Implement efficient task monitoring with exponential backoff:

class TaskMonitor:
    def __init__(self, mcp_client):
        self.mcp = mcp_client
        self.monitoring_tasks = {}
    
    async def monitor_task(self, operation_id, task_id):
        """Monitor a HITL task until completion."""
        backoff = 30  # Start with 30 seconds
        max_backoff = 300  # Max 5 minutes
        
        while True:
            try:
                # Get task status
                response = await self.mcp.call_tool(
                    "get_pending_tasks",
                    {"task_type": "manual_approval"}
                )
                
                task = self.find_task(response["tasks"], task_id)
                if not task:
                    # Task disappeared - likely completed
                    break
                
                if task["status"] == "completed":
                    await self.handle_task_completion(
                        operation_id, task
                    )
                    break
                elif task["status"] == "failed":
                    await self.handle_task_rejection(
                        operation_id, task
                    )
                    break
                
                # Exponential backoff
                await asyncio.sleep(backoff)
                backoff = min(backoff * 1.5, max_backoff)
                
            except Exception as e:
                logger.error(f"Error monitoring task {task_id}: {e}")
                await asyncio.sleep(backoff)

4. Webhook Support with Reliability Patterns

Implement robust webhook endpoints following AdCP reliability patterns (see Core Concepts: Webhook Reliability):

import hmac
import hashlib
from datetime import datetime, timedelta

class WebhookHandler:
    def __init__(self, tracker, notifier, secret_key):
        self.tracker = tracker
        self.notifier = notifier
        self.secret_key = secret_key
        self.processed_events = {}  # In production, use Redis/database
        
    def verify_webhook_signature(self, payload: bytes, signature: str) -> bool:
        """Verify webhook authenticity"""
        expected_signature = hmac.new(
            self.secret_key.encode(),
            payload,
            hashlib.sha256
        ).hexdigest()
        return signature == f"sha256={expected_signature}"
    
    async def is_replay_attack(self, timestamp: str, event_id: str) -> bool:
        """Prevent replay attacks using timestamp and event ID"""
        event_time = datetime.fromisoformat(timestamp.replace('Z', '+00:00'))
        now = datetime.now()
        
        # Reject events older than 5 minutes
        if now - event_time > timedelta(minutes=5):
            return True
            
        # Check if we've processed this event before
        return event_id in self.processed_events

@app.post("/webhooks/adcp/{user_id}")
async def adcp_webhook(user_id: str, request: Request):
    """Handle AdCP task status updates with reliability patterns."""
    
    # Verify webhook signature
    signature = request.headers.get('x-adcp-signature')
    payload = await request.body()

# # #

_OBJECTIVE_:
Carry on the AdCP webhook guide from its last line, writing the code that comes next. The listing that comes next is separate material, unrelated to the AdCP webhook guide.

# # #

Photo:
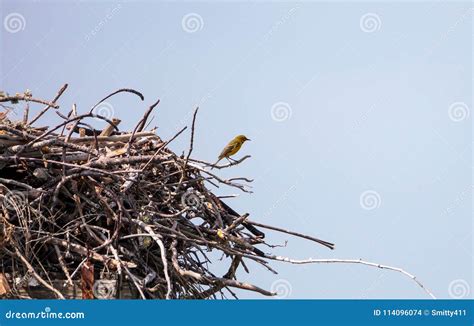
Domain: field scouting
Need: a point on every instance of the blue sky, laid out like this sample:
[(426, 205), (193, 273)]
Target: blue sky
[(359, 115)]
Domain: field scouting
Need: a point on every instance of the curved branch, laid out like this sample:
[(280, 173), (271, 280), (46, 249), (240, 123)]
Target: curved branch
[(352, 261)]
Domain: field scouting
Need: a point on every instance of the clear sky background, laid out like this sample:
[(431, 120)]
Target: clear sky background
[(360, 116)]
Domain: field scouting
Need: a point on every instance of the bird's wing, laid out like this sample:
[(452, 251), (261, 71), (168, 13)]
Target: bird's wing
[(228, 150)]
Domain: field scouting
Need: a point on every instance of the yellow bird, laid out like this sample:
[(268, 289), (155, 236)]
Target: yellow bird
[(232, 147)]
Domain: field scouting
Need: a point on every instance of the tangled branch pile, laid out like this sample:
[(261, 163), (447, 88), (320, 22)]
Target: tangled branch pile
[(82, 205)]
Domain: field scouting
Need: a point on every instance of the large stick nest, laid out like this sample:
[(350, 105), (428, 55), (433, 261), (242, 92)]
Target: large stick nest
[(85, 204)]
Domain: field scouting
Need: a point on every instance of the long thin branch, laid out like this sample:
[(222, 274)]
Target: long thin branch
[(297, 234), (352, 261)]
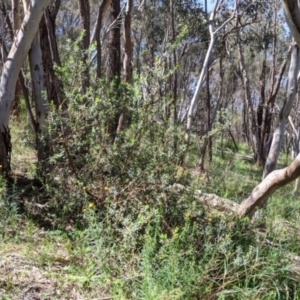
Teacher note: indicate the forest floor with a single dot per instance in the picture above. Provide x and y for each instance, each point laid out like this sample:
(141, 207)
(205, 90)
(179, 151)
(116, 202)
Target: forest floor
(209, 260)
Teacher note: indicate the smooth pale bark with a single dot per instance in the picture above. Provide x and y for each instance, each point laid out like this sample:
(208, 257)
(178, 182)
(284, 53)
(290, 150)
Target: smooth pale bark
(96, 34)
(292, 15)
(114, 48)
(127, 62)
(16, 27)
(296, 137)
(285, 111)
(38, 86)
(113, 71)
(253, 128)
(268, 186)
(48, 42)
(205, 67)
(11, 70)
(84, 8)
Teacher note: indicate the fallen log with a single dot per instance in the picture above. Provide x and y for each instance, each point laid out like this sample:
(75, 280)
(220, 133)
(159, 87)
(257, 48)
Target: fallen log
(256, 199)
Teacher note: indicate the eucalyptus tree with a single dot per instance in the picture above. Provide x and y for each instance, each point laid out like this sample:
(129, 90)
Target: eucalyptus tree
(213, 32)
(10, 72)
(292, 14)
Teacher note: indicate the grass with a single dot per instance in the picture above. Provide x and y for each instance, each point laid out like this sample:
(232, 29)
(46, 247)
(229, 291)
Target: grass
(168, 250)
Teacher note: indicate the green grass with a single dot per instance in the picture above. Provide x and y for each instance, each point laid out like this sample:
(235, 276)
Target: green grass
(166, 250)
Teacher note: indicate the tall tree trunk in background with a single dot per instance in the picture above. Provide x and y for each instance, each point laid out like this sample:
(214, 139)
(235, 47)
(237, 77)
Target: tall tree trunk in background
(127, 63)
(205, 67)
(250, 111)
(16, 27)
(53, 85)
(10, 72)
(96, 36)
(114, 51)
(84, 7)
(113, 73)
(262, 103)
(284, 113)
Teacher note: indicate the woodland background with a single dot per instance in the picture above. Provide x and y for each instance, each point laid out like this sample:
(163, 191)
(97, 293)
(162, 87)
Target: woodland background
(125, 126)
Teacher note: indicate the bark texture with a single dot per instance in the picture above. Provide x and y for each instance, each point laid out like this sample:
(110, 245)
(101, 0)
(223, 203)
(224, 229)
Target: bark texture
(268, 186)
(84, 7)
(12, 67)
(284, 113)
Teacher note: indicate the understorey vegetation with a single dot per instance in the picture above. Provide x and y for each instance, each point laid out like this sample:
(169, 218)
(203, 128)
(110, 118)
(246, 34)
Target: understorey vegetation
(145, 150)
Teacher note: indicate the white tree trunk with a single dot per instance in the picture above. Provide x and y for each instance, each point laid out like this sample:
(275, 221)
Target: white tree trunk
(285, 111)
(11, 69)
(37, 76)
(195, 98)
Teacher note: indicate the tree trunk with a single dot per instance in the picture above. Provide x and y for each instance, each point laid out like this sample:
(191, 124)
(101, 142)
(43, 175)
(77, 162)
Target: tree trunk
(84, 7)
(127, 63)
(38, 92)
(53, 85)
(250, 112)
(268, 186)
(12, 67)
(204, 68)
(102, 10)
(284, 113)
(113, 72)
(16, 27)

# # #

_RESULT BELOW_:
    
    if not webhook_handler.verify_webhook_signature(payload, signature):
        return {"error": "Invalid signature"}, 401
    
    data = await request.json()
    
    # Prevent replay attacks
    if await webhook_handler.is_replay_attack(data["timestamp"], data["event_id"]):
        return {"status": "ignored", "reason": "replay_attack"}, 200
    
    # Idempotent processing
    event_id = data["event_id"]
    if event_id in webhook_handler.processed_events:
        return {"status": "already_processed"}, 200
    
    try:
        # Record event as processed immediately
        webhook_handler.processed_events[event_id] = {
            "timestamp": data["timestamp"],
            "task_id": data["task_id"]
        }
        
        # Process the webhook
        await process_adcp_webhook(user_id, data)
        
        return {"status": "processed"}, 200
        
    except Exception as e:
        # Log error but still return 200 to prevent retries
        logger.error(f"Webhook processing error: {e}")
        return {"status": "error", "message": str(e)}, 200

async def process_adcp_webhook(user_id: str, data: dict):
    """Process AdCP webhook with sequence handling"""
    task_id = data["task_id"]
    current_status = data["current_status"]
    timestamp = data["timestamp"]
    
    # Find associated operation
    operation = await db.operations.find_one({"task_id": task_id})
    if not operation:
        logger.warning(f"Received webhook for unknown task: {task_id}")
        return
    
    # Check for out-of-order events using timestamps
    operation_timestamp = operation.get("updated_at")
    webhook_timestamp = datetime.fromisoformat(timestamp.replace('Z', '+00:00'))
    
    if operation_timestamp and operation_timestamp >= webhook_timestamp:
        logger.info(f"Ignoring out-of-order webhook for task {task_id}")
        return
    
    # Update operation status
    update_data = {
        "status": current_status,
        "updated_at": webhook_timestamp
    }
    
    # Include result or error data
    if current_status == "completed" and "result" in data:
        update_data["result"] = data["result"]
    elif current_status == "failed" and "error" in data:
        update_data["error"] = data["error"]
    
    await tracker.update_status(operation["id"], **update_data)
    
    # Cancel any active polling for this task
    if task_id in handler.polling_tasks:
        handler.polling_tasks[task_id].cancel()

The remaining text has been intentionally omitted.